Labeled area outline items
——————

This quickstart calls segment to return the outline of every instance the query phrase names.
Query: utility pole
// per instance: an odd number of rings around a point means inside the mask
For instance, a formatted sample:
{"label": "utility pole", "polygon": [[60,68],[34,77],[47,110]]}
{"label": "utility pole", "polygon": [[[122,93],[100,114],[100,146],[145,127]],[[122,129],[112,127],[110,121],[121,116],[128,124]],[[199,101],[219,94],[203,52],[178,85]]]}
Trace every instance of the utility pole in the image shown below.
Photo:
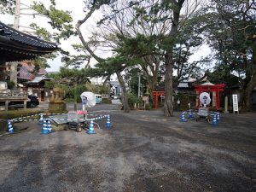
{"label": "utility pole", "polygon": [[19,29],[20,15],[20,0],[16,0],[14,28]]}
{"label": "utility pole", "polygon": [[[14,22],[14,28],[19,30],[20,25],[20,0],[16,0],[16,6],[15,6],[15,22]],[[17,87],[17,67],[18,62],[12,62],[10,67],[10,81],[15,83],[15,87]]]}
{"label": "utility pole", "polygon": [[141,96],[141,73],[138,73],[139,75],[139,81],[137,84],[137,98],[140,98]]}

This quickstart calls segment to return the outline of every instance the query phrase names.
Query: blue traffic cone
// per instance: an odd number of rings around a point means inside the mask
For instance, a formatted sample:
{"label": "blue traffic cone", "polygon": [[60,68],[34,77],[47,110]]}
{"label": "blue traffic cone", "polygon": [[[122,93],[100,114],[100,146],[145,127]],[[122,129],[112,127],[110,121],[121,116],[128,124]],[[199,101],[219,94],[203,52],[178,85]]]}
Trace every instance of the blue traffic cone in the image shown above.
{"label": "blue traffic cone", "polygon": [[52,132],[50,120],[48,120],[48,124],[47,124],[47,131],[48,131],[48,133],[51,133],[51,132]]}
{"label": "blue traffic cone", "polygon": [[187,119],[186,119],[186,118],[185,118],[185,113],[184,113],[184,112],[182,113],[180,121],[181,121],[181,122],[183,122],[183,123],[184,123],[184,122],[187,122]]}
{"label": "blue traffic cone", "polygon": [[220,121],[220,113],[219,113],[219,112],[217,112],[217,117],[216,117],[216,119],[217,119],[218,122]]}
{"label": "blue traffic cone", "polygon": [[40,114],[40,119],[38,120],[38,125],[42,125],[43,122],[44,122],[44,116],[43,116],[43,114]]}
{"label": "blue traffic cone", "polygon": [[47,124],[46,124],[46,120],[45,119],[44,119],[44,122],[43,122],[42,133],[43,134],[47,134],[48,133]]}
{"label": "blue traffic cone", "polygon": [[88,134],[96,134],[96,131],[94,131],[94,123],[93,120],[90,123],[89,131],[87,131]]}
{"label": "blue traffic cone", "polygon": [[110,116],[109,116],[109,114],[107,115],[107,123],[105,124],[105,126],[107,128],[112,127],[112,124],[110,123]]}
{"label": "blue traffic cone", "polygon": [[213,119],[212,119],[212,126],[216,126],[218,125],[216,116],[217,116],[216,114],[214,114],[214,116],[213,116]]}
{"label": "blue traffic cone", "polygon": [[191,109],[189,109],[189,118],[190,119],[194,118],[194,117],[193,117],[193,113],[192,113],[192,110],[191,110]]}
{"label": "blue traffic cone", "polygon": [[10,121],[8,121],[8,131],[10,134],[13,134],[15,132],[14,127],[13,127],[12,123]]}

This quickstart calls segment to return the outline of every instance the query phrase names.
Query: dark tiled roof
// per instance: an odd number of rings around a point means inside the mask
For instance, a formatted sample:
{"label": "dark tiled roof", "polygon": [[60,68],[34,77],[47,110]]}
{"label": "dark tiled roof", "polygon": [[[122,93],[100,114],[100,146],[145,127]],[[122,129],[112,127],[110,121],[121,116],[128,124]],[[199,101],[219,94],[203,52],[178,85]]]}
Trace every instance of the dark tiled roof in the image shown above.
{"label": "dark tiled roof", "polygon": [[0,36],[4,36],[11,41],[21,43],[32,47],[43,49],[56,49],[57,44],[52,42],[44,41],[35,36],[19,32],[0,21]]}

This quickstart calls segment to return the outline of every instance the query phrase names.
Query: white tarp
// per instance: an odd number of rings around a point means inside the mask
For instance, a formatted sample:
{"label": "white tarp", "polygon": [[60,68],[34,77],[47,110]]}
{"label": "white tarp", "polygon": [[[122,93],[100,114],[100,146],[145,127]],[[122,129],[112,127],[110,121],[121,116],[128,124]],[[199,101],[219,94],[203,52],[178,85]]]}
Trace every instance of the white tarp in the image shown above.
{"label": "white tarp", "polygon": [[96,105],[96,96],[92,92],[85,91],[81,94],[82,101],[86,98],[85,108],[91,108]]}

——————

Locate every line in the preceding rows that contains the word "above", and copy each one in full.

**Result for this exercise**
Trace every instance of the blue traffic cone in the image shown above.
Trace every instance of the dark tiled roof in the image shown above.
Trace every instance of the white tarp in the image shown above.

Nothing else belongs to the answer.